Reproduce the records below verbatim, line for line, with nothing changed.

━━━━━━

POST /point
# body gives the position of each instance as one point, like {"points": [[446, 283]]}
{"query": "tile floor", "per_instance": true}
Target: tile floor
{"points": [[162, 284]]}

━━━━━━

» RESPONSE FOR THIS EXERCISE:
POST /point
# body gives the position of each instance as one point, like {"points": [[446, 283]]}
{"query": "tile floor", "per_instance": true}
Target: tile floor
{"points": [[162, 284]]}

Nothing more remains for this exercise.